## DATASET ENTRIES
────

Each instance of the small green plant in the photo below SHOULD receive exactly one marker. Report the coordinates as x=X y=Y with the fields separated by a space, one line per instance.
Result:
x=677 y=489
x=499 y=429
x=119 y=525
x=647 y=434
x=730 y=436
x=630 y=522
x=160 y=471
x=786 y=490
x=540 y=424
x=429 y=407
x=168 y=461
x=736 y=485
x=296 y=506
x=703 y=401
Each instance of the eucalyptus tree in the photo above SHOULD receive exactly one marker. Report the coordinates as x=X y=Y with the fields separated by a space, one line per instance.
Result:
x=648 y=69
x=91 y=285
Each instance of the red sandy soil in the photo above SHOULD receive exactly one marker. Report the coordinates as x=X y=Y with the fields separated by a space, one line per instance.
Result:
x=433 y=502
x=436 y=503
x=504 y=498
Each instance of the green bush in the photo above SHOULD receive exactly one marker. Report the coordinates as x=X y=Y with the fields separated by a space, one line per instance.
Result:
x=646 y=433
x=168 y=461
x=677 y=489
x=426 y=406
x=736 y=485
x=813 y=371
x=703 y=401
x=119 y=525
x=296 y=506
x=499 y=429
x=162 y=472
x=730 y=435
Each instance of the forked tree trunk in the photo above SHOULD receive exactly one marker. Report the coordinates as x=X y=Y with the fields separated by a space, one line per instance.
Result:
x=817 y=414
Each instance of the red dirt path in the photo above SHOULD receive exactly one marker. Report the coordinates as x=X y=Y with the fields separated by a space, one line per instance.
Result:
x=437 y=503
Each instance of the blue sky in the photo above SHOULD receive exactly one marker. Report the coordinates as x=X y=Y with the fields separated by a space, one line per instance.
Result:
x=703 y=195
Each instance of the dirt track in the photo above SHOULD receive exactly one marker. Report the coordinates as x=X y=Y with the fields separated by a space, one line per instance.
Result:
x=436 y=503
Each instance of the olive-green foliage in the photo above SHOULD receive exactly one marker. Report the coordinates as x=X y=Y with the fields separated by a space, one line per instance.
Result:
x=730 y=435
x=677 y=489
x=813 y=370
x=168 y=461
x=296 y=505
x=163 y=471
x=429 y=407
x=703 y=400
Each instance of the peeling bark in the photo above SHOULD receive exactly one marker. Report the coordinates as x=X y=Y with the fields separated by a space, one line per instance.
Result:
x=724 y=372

────

## WHAT NEEDS TO BE DONE
Rewrite the listing above, changing "marker" to "pin" everywhere it occurs and keeping every other word the same.

## RESULT OF THE EXERCISE
Each instance of the small green plant in the photo below SHOULD receive exactly one pin. Report the coordinates as x=X y=Y with the fields separated by a space, one line per instance.
Result:
x=677 y=489
x=499 y=429
x=119 y=525
x=647 y=434
x=730 y=436
x=630 y=522
x=160 y=471
x=786 y=490
x=540 y=424
x=429 y=407
x=168 y=461
x=736 y=485
x=296 y=506
x=703 y=401
Each instance of the eucalyptus tree in the photo above SHOULD receive exactly one pin. Report the coordinates as x=X y=Y with the fields separated by a space, one line per instance.
Result:
x=648 y=69
x=91 y=285
Each instance of the red sandy soil in the photo above SHOULD receive exactly one pin. Report the coordinates as x=X y=Y with the fields separated by a space, one line per instance.
Result:
x=433 y=502
x=436 y=503
x=504 y=498
Each instance of the green bush in the photo above SHOULD receive exactly one pin. Report the coordinates as x=X y=Y with the fields separated by a space, one line per instance.
Result:
x=646 y=433
x=168 y=461
x=677 y=489
x=426 y=406
x=736 y=485
x=813 y=371
x=703 y=401
x=119 y=525
x=296 y=506
x=499 y=429
x=162 y=472
x=730 y=435
Each instance of the forked tree trunk in the photo above SHOULD receive exactly one pin. Report the coordinates as x=X y=Y with the fields separated by a space, one line per instance.
Result:
x=817 y=414
Each instance of the red dirt path in the photo above SHOULD receive exactly one pin. Report the coordinates as x=X y=Y with the fields separated by a space, one line per instance.
Result:
x=437 y=503
Each instance of the blue sky in the photo above SHOULD receive exactly one pin. Report the coordinates as x=X y=Y with the fields separated by a space, one line per instance.
Result:
x=703 y=195
Each instance of the dirt track in the photo above SHOULD receive exactly one pin. Report the coordinates as x=X y=Y with the fields separated by a space, one line per instance.
Result:
x=436 y=503
Each instance of the olive-green foliage in the photo above SHOULD receive exactly one pin. Report the coordinates as x=X y=Y with the fields separated by a space, one line per instance.
Result:
x=730 y=435
x=677 y=489
x=813 y=370
x=168 y=461
x=296 y=505
x=163 y=471
x=429 y=407
x=703 y=400
Each instance of the peeling bark in the photo above SHOULD receive exactly one pin. Report the coordinates as x=X y=Y with the fields separated by a space, one line per instance.
Result:
x=724 y=372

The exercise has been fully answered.